## TASK TO COMPLETE
Copy these records line for line, with no changes.

(Excerpts of location labeling records)
= = =

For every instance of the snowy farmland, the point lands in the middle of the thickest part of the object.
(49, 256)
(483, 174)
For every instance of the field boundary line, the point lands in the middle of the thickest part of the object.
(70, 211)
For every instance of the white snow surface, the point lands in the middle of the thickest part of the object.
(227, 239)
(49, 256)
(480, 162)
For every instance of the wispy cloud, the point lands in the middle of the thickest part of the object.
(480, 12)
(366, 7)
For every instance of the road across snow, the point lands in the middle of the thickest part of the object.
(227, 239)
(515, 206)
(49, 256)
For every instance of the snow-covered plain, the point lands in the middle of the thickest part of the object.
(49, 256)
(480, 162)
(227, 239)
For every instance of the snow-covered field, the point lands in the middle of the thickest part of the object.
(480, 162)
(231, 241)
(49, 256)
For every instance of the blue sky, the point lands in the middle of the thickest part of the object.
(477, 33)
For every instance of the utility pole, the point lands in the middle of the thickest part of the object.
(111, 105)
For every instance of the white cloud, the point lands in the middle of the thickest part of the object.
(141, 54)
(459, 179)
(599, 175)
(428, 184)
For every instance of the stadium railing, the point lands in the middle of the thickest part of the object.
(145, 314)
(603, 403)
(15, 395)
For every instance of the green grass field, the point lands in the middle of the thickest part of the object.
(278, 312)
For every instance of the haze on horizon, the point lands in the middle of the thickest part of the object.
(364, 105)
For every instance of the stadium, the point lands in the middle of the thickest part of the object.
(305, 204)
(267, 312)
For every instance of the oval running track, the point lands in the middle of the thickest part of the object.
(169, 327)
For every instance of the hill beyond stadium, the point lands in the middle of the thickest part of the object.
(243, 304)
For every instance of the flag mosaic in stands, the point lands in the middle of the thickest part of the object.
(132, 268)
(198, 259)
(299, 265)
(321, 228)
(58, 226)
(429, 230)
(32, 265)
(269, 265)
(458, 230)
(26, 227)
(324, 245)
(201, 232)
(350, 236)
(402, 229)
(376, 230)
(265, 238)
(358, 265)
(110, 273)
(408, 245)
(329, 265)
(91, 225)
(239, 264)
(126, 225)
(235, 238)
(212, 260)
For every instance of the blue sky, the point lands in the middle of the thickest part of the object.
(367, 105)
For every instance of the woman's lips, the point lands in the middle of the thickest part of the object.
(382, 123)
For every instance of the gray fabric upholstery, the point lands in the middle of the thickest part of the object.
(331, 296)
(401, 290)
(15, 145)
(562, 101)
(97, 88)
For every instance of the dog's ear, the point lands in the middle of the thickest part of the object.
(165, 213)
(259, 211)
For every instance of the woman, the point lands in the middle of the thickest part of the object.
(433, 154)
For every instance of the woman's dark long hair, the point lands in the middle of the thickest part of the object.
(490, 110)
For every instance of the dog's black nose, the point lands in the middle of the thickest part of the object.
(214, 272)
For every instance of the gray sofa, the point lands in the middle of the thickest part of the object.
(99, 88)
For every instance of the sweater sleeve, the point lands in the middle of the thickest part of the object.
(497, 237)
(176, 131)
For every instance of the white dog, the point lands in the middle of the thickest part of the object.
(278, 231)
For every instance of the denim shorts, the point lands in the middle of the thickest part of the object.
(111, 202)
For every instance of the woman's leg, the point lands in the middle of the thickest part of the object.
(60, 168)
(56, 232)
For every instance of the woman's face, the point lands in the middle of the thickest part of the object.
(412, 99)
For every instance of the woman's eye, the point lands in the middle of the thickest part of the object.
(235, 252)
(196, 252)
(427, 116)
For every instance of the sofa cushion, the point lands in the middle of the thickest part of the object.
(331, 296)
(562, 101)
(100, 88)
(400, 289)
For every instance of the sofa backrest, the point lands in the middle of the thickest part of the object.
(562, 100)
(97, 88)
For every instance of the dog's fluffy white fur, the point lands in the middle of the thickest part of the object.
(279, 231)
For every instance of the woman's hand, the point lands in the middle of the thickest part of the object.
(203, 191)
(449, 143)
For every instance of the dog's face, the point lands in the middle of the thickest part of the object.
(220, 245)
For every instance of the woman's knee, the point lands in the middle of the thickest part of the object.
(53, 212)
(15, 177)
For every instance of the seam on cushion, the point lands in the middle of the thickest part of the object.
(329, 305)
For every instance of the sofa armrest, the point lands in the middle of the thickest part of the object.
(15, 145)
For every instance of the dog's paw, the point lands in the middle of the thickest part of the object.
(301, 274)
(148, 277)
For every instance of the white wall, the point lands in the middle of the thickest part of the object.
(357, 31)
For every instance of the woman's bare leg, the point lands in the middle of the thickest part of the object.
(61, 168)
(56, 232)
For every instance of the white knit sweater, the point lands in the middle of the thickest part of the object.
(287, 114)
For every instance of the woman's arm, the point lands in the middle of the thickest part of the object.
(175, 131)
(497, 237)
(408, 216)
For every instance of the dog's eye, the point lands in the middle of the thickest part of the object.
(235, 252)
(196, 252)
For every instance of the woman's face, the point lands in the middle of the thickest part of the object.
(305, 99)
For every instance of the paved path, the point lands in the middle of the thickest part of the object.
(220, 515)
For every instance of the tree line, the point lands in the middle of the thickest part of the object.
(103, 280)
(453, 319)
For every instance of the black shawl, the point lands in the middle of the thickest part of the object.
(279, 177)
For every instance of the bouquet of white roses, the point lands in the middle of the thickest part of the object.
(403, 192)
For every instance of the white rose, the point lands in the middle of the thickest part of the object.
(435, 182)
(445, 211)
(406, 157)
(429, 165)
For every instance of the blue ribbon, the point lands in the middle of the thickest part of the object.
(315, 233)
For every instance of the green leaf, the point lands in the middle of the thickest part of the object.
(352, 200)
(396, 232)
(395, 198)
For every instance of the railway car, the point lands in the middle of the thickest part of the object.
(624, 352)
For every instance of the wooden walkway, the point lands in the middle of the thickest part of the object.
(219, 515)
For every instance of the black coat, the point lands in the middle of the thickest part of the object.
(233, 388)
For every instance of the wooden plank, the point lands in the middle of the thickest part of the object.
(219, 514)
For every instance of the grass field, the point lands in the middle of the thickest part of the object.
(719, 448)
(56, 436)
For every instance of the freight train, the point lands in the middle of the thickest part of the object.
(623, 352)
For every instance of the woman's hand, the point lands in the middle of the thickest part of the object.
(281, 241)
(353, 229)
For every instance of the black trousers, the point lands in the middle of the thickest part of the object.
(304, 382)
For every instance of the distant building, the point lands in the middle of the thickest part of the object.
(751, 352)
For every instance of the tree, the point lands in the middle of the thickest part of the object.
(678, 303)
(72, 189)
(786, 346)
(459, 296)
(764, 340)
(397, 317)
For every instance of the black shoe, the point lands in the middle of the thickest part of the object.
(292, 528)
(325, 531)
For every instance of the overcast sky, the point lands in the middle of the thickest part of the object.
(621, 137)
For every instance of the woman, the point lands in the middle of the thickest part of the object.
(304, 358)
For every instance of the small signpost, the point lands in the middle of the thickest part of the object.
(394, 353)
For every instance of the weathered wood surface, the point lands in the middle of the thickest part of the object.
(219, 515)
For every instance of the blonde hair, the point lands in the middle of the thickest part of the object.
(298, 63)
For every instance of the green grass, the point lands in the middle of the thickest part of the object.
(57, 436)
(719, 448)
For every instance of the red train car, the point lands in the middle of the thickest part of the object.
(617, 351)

= = =

## RESPONSE TO THIS TASK
For every instance of the snowy farmland, the point lands in the middle of the thickest part of the object.
(49, 256)
(483, 174)
For every instance of the field boundary line, the point lands in the middle of the thickest part of the object.
(70, 211)
For every instance of the white snow surface, the point lands in the middle of the thickest part of the object.
(227, 239)
(49, 256)
(480, 162)
For every instance of the wispy cloud, the point lands in the middle of the thickest part of the object.
(480, 12)
(366, 7)
For every instance of the road across snow, the point lands in the middle of the thickest part of the object.
(227, 239)
(515, 206)
(49, 256)
For every instance of the snow-covered plain, the point lands in the middle of the thickest part of the object.
(49, 256)
(480, 162)
(227, 239)
For every instance of the snow-covered field, the point lands in the middle of the thickest part of the object.
(480, 162)
(231, 241)
(49, 256)
For every instance of the blue sky, the point lands in the middle of the thickest part of the object.
(477, 33)
For every instance of the utility pole, the point lands in the middle of the thickest part of the object.
(111, 105)
For every instance of the white cloud, the point lands in the middle of the thickest part of the object.
(141, 54)
(459, 179)
(599, 175)
(428, 184)
For every instance of the stadium railing, the point lands in the middle of the thickest part of the object.
(145, 314)
(603, 403)
(15, 395)
For every instance of the green grass field, the point lands in the middle of the thickest part of the object.
(278, 312)
For every instance of the haze on horizon, the point lands in the middle of the thickest part of the object.
(364, 105)
For every instance of the stadium, the point lands in the middle of the thickest part of the object.
(305, 204)
(267, 312)
For every instance of the oval running track, the point lands in the middle of the thickest part of the object.
(169, 327)
For every instance of the hill beyond stadium, the point lands in the middle of the thickest part of the object.
(243, 304)
For every instance of the flag mosaic in stands, the point lands in the middle of the thickest part of the object.
(132, 268)
(198, 259)
(299, 265)
(321, 228)
(58, 226)
(429, 230)
(32, 265)
(269, 265)
(458, 230)
(26, 227)
(324, 245)
(201, 232)
(350, 236)
(402, 229)
(376, 230)
(265, 238)
(358, 265)
(110, 273)
(408, 245)
(329, 265)
(91, 225)
(239, 264)
(126, 225)
(235, 238)
(212, 260)
For every instance of the blue sky, the point lands in the middle of the thickest part of the object.
(367, 105)
For every instance of the woman's lips, the point lands in the middle of the thickest part of the object.
(382, 123)
For every instance of the gray fabric upholstery, the point lands in the middle of the thickest part of the object.
(331, 296)
(401, 290)
(15, 145)
(562, 101)
(97, 88)
For every instance of the dog's ear, the point lands in the middle of the thickest part of the object.
(165, 213)
(259, 211)
For every instance of the woman, the point lands in the middle of the thickest part of the object.
(433, 154)
For every instance of the woman's dark long hair, the point lands in the middle of the thickest part of the object.
(490, 110)
For every instance of the dog's black nose, the point lands in the middle of the thickest part of the object.
(214, 272)
For every instance of the gray sofa, the point lands in the middle of the thickest part of the object.
(99, 88)
For every instance of the sweater sleeve, the point lands in the middle of the thickest part of the object.
(497, 237)
(176, 131)
For every instance of the white dog, the point lands in the middle of the thickest part of the object.
(278, 231)
For every instance of the denim shorts, the point lands in the middle of the thickest part of the object.
(111, 202)
For every instance of the woman's leg, the point lands in the middle of the thickest part of the object.
(60, 168)
(56, 232)
For every instance of the woman's face, the point lands in the middle of the thickest part of the object.
(412, 99)
For every instance of the woman's eye, the point lands in the middle of the thickest part of the object.
(235, 252)
(196, 252)
(427, 116)
For every instance of the sofa cushion, the point lands in the middle of the thickest part of the object.
(331, 296)
(562, 101)
(100, 88)
(400, 289)
For every instance of the sofa backrest, the point lands in the middle of the thickest part of the object.
(562, 100)
(97, 88)
For every instance of the dog's fluffy white fur, the point lands in the middle of the thickest part of the object.
(279, 231)
For every instance of the woman's hand, the point lands in the middle of the thickest part of the object.
(203, 191)
(449, 143)
For every instance of the dog's face, the point lands in the middle of the thickest part of the object.
(220, 245)
For every instance of the woman's knee, the point lands in the middle of the thickest part of the object.
(53, 212)
(15, 177)
For every instance of the seam on cushion, the point lands in the middle of the thickest part of the object.
(329, 305)
For every instance of the sofa armrest, the point lands in the middle of the thickest part of the object.
(15, 145)
For every instance of the dog's paw, the point lands in the middle of the thickest part of the object.
(301, 274)
(148, 277)
For every instance of the white wall, the point lands in the middle of the thickest part of the object.
(357, 31)
For every instance of the woman's bare leg, the point lands in the middle of the thickest part of the object.
(61, 168)
(56, 232)
For every instance of the white knit sweater, the point lands in the middle of the thickest part of the object.
(287, 114)
For every instance of the woman's arm, the point lands in the middle of the thickest part of the object.
(175, 131)
(497, 237)
(408, 216)
For every instance of the dog's eye, the point lands in the middle of the thickest part of the object.
(235, 252)
(196, 252)
For every instance of the woman's face, the point lands in the middle of the thickest part of the object.
(305, 99)
For every instance of the paved path, the point lands in the middle of the thickest part of the object.
(220, 515)
For every instance of the tree line, the point lands in the middle of the thickest part of the object.
(103, 280)
(453, 319)
For every instance of the black shawl, the point lands in the middle of the thickest part of the object.
(279, 177)
For every instance of the bouquet of white roses, the point lands in the middle of the thickest part of the object.
(403, 192)
For every instance of the white rose, the point lands in the middle of the thickest part of the object.
(435, 182)
(445, 211)
(406, 157)
(429, 165)
For every instance of the blue ribbon, the point lands in the middle of the thickest part of the object.
(315, 233)
For every instance of the green leaf, the point lands in the middle of the thickest part of the object.
(352, 200)
(396, 232)
(395, 198)
For every instance of the railway car, the point lands in the middle of the thickest part of the object.
(624, 352)
For every instance of the wooden walkway, the point lands in the middle of the thickest part of the object.
(219, 515)
For every instance of the black coat, the point lands in the middle of the thickest part of the object.
(233, 388)
For every instance of the wooden plank, the point lands in the middle of the thickest part of the object.
(219, 514)
For every instance of the grass field, the point lands in the middle of the thickest part of the object.
(719, 448)
(56, 436)
For every instance of the freight train, the point lands in the middle of the thickest part of the object.
(623, 352)
For every instance of the woman's hand, the point lands in the middle of the thickest part of the object.
(281, 241)
(353, 229)
For every instance of the black trousers, the point lands in the middle of the thickest part of the object.
(304, 382)
For every instance of the distant building, the point lands in the middle of the thickest part of the object.
(751, 352)
For every instance of the tree, the point lands in the middle of the thickest part of the object.
(678, 303)
(72, 189)
(786, 346)
(459, 296)
(764, 340)
(397, 317)
For every instance of the black shoe, the point lands in the middle of the thickest part of the object.
(292, 528)
(325, 531)
For every instance of the overcast sky, the point lands in the middle of the thickest part of the object.
(621, 137)
For every instance of the woman, the point lands in the middle of the thickest part of the object.
(304, 358)
For every instance of the small signpost, the point lands in the middle of the thickest part of the object.
(394, 353)
For every instance of the weathered wood surface, the point lands in the middle of the thickest part of the object.
(219, 515)
For every instance of the blonde hair, the point lands in the middle of the thickest part of the object.
(298, 63)
For every instance of the green grass, the point lands in the middle of the thickest part of the object.
(57, 436)
(719, 448)
For every instance of the red train car, the point lands in the middle of the thickest part of the object.
(617, 351)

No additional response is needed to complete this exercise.